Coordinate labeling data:
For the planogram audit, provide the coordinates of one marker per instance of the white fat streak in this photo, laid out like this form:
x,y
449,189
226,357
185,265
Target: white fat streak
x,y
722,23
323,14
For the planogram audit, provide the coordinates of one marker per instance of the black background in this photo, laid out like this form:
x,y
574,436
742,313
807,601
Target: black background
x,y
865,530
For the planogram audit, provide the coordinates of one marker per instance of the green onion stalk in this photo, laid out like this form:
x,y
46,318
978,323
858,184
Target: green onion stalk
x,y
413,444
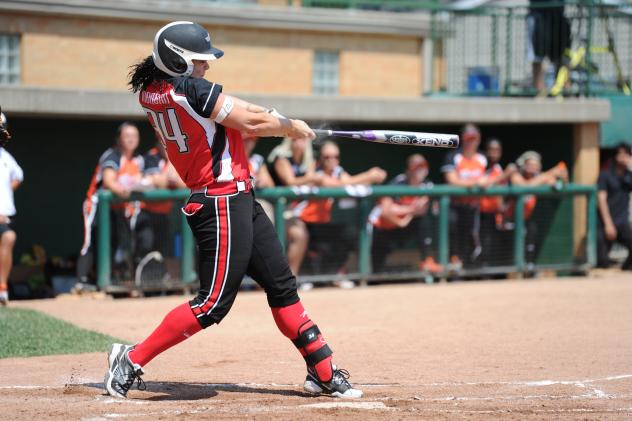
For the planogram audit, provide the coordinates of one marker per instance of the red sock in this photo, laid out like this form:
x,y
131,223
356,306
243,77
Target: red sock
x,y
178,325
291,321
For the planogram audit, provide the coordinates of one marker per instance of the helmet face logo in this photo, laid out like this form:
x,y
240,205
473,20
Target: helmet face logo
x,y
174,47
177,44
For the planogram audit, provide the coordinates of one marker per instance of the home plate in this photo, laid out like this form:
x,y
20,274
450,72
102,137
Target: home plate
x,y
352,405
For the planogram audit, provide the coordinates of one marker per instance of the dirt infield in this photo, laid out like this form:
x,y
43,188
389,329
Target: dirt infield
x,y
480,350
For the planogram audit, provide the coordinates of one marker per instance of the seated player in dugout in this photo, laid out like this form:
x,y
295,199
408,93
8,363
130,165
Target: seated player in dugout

→ **TO DO**:
Please rewrite the listing above with "planogram audit" replaced by "shelf review" everywhere and all else unchanged. Leave the pictures out.

→ **RESULT BELOW**:
For the shelf review, provide the coordinates of one marker per instance of the white fat streak in this photo, laid out like this form:
x,y
449,189
226,357
185,265
Target: white fat streak
x,y
722,23
323,14
For the shelf review, provide the coordinates of one marker per instance of the black background in this photo, laid out like this form:
x,y
574,436
742,313
807,601
Target: black background
x,y
865,530
For the shelf review, provide the coordinates of one marker per instance of the green onion stalk in this photo, laid out like this form:
x,y
46,318
978,323
858,184
Target: green onion stalk
x,y
413,444
For the shelf review, provide the coordinates of one marker per instance of the red sock in this photo, laid out like this form:
x,y
131,223
356,306
243,77
Target: red sock
x,y
178,325
291,321
For the shelf review, provide the coordinates of one marker per instance of the helmet face logo in this photo, laid out like this form:
x,y
240,205
473,20
Target: helmet face logo
x,y
174,47
177,44
For the shelf review, provide the coordinates of one marker per instance of the home plate in this photo, laid out like this form:
x,y
20,274
450,72
102,137
Target: home plate
x,y
352,405
For the shelf review, provide the coordinates of one marker per instance of the dirt infield in this photo, laid out like this form:
x,y
43,188
389,329
Target: dirt infield
x,y
480,350
For the shelf review, provide the coordinates of one marker per instance of the seated player in dugout in this photo, laid out like this form:
x,y
295,199
408,93
8,363
130,165
Target: seated player in dugout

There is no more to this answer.